** AIM **
Could you copy out the Throwin' Down article below word for word, from its opening sentence through its final line?
──────── PAGE ────────
Throwin' Down is the 6th studio album by Rick James, released in 1982 via the Gordy imprint of Motown Records. It peaked at No. 13 on the Billboard 200. Although not as popular as Street Songs, Throwin' Down is certified gold by the RIAA. It was nominated for an American Music Award for Favorite Soul/R&B Album.

Production
Michael Walden, Roy Ayers, and Grace Slick appear on the album.

Critical reception
Robert Christgau wrote: "Stealing his licks from G. Clinton & Co. (or maybe himself, who cares anymore?), he's the nearest thing to a pop musician in the rock and roll sense that today's black charts—not to mention today's white charts—can offer." The Washington Post wrote that "the musical settings are clumsy reworkings of Parliament's funk and the Temptations' psychedelic soul."

Track listing
All tracks composed by Rick James, except where noted.
──────── DATASET EXTRACT ────────
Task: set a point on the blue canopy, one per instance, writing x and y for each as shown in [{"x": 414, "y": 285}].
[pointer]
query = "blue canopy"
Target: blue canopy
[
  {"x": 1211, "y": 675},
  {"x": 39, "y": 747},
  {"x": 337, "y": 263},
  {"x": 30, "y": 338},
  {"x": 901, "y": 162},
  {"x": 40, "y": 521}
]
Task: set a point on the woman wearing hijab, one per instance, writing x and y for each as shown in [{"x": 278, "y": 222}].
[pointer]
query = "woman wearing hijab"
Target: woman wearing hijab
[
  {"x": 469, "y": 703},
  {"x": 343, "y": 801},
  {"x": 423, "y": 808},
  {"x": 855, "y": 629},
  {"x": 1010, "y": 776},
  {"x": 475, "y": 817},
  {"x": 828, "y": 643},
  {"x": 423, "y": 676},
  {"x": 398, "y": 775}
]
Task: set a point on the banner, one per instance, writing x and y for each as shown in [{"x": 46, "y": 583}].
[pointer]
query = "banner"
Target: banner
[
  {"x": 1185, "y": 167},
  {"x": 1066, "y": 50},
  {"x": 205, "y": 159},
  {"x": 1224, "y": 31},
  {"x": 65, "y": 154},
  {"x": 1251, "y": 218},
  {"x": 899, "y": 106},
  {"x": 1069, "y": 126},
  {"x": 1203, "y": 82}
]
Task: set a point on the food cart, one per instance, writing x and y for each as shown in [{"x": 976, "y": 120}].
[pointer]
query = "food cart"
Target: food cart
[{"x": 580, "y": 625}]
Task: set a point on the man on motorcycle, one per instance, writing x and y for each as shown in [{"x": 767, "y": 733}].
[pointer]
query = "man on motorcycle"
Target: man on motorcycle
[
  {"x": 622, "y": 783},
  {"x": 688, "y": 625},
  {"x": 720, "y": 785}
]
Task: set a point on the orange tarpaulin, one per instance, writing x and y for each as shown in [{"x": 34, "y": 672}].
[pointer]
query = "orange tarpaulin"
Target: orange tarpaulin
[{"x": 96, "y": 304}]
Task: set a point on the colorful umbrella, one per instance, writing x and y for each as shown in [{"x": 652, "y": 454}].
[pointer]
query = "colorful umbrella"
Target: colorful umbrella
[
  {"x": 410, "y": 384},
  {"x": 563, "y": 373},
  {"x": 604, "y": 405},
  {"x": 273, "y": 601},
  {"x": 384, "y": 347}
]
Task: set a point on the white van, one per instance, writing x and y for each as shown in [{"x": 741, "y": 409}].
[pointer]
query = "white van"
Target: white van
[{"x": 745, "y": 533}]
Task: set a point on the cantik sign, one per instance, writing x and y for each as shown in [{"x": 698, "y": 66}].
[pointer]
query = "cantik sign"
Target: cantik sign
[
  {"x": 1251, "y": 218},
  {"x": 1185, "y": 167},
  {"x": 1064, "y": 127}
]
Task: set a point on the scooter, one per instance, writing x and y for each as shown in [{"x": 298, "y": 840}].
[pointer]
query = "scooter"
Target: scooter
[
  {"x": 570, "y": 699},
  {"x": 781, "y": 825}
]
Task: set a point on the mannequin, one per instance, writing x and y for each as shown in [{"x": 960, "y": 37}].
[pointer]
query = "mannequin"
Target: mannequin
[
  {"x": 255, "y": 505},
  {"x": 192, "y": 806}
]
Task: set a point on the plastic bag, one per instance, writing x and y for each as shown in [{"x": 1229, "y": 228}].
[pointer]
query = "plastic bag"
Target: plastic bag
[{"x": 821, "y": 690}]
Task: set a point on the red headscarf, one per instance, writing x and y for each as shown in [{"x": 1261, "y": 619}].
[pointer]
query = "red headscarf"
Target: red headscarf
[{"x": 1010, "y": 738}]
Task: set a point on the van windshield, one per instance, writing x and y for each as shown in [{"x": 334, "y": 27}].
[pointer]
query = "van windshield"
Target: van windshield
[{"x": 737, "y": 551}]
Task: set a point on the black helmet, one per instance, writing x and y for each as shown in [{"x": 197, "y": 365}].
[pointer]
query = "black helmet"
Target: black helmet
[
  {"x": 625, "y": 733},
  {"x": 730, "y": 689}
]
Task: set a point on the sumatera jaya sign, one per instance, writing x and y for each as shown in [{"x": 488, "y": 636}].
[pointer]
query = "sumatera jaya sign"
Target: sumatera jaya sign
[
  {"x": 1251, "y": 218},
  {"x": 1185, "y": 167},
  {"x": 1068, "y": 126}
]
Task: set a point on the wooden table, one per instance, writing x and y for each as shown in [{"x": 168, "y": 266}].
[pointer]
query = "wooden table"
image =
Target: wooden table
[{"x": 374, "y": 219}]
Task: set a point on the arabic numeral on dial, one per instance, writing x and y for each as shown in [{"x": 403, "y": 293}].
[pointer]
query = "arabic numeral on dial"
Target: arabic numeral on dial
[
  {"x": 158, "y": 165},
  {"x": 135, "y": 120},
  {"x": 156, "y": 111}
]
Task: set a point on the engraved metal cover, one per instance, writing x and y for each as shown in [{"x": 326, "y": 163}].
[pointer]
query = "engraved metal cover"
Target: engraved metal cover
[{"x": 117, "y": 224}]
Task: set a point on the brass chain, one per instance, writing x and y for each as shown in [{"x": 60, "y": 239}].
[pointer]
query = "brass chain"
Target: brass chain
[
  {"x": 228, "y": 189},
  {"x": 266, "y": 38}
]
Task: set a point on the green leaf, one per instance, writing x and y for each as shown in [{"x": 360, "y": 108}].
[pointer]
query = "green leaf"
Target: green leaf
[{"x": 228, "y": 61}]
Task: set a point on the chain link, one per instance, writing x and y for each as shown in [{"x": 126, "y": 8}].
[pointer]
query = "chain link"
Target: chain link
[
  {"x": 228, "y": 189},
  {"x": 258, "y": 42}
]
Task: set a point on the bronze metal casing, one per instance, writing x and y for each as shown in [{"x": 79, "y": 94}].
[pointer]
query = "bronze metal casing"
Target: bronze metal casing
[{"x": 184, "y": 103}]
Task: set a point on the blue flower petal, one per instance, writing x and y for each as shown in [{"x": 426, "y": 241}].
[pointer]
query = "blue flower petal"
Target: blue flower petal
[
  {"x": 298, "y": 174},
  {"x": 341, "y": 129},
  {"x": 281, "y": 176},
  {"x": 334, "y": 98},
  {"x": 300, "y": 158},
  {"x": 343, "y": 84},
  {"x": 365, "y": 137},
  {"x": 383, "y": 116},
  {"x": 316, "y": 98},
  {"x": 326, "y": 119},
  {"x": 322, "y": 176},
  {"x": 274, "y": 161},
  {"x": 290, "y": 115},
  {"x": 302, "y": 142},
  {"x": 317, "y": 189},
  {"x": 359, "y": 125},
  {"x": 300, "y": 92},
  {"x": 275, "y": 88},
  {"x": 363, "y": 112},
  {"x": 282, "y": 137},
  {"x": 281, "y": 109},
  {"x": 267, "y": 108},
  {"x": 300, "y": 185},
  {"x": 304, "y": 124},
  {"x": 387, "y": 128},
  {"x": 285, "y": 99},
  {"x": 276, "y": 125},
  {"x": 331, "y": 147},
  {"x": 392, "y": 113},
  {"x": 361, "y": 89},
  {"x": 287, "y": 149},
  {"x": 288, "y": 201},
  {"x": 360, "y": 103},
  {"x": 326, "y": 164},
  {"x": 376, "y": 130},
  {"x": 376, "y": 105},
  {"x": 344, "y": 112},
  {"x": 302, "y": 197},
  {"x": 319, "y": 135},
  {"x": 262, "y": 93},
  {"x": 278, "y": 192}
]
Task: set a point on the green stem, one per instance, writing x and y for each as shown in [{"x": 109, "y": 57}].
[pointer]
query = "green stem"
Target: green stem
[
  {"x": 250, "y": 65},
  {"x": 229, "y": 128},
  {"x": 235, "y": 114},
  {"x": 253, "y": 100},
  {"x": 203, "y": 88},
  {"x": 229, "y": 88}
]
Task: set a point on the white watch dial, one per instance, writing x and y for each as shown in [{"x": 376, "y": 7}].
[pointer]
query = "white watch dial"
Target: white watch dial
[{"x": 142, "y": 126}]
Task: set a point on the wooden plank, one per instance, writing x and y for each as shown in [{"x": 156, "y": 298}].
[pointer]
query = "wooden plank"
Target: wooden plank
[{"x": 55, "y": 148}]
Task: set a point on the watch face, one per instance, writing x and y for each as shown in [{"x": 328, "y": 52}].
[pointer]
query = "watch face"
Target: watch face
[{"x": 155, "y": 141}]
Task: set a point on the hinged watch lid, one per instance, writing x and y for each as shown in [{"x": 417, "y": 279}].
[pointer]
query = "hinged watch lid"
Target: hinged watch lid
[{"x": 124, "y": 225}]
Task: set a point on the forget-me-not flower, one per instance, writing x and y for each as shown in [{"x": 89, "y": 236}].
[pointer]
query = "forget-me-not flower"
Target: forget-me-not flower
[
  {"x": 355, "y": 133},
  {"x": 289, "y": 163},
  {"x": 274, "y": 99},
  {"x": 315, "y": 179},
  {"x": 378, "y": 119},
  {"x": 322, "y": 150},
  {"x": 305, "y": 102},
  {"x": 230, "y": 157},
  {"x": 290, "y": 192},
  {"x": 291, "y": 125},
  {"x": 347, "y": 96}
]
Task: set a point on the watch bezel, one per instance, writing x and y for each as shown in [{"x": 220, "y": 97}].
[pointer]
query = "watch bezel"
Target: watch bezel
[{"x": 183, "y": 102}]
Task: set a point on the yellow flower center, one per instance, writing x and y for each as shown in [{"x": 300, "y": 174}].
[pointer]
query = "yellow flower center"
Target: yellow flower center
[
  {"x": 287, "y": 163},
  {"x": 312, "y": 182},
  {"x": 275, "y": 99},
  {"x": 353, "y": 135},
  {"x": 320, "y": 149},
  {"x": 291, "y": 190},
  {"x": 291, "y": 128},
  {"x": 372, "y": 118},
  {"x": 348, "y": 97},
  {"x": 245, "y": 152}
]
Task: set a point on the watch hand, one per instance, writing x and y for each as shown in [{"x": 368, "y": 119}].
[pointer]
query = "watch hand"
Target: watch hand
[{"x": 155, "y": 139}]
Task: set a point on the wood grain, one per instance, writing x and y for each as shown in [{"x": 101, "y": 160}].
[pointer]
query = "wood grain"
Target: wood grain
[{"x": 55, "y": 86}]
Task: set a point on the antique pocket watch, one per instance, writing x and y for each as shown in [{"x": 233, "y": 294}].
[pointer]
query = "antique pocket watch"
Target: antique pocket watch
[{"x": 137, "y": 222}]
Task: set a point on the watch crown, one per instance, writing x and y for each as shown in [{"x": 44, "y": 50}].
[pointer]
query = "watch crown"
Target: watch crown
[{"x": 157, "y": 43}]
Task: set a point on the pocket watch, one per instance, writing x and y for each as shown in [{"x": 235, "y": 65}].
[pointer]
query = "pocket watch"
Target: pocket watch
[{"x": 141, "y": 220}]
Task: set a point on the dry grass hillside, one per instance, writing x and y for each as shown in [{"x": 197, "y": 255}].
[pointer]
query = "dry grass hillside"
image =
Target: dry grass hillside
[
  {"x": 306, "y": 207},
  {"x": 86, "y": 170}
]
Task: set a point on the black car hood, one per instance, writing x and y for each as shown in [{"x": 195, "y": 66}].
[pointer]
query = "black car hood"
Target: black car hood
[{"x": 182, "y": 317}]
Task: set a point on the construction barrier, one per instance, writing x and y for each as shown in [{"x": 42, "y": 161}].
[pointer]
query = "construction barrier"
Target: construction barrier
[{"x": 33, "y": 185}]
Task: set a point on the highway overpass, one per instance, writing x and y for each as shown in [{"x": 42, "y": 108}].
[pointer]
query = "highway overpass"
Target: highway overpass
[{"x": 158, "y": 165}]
────────
** SOLUTION TO THE PROBLEM **
Throwin' Down is the 6th studio album by Rick James, released in 1982 via the Gordy imprint of Motown Records. It peaked at No. 13 on the Billboard 200. Although not as popular as Street Songs, Throwin' Down is certified gold by the RIAA. It was nominated for an American Music Award for Favorite Soul/R&B Album.

Production
Michael Walden, Roy Ayers, and Grace Slick appear on the album.

Critical reception
Robert Christgau wrote: "Stealing his licks from G. Clinton & Co. (or maybe himself, who cares anymore?), he's the nearest thing to a pop musician in the rock and roll sense that today's black charts—not to mention today's white charts—can offer." The Washington Post wrote that "the musical settings are clumsy reworkings of Parliament's funk and the Temptations' psychedelic soul."

Track listing
All tracks composed by Rick James, except where noted.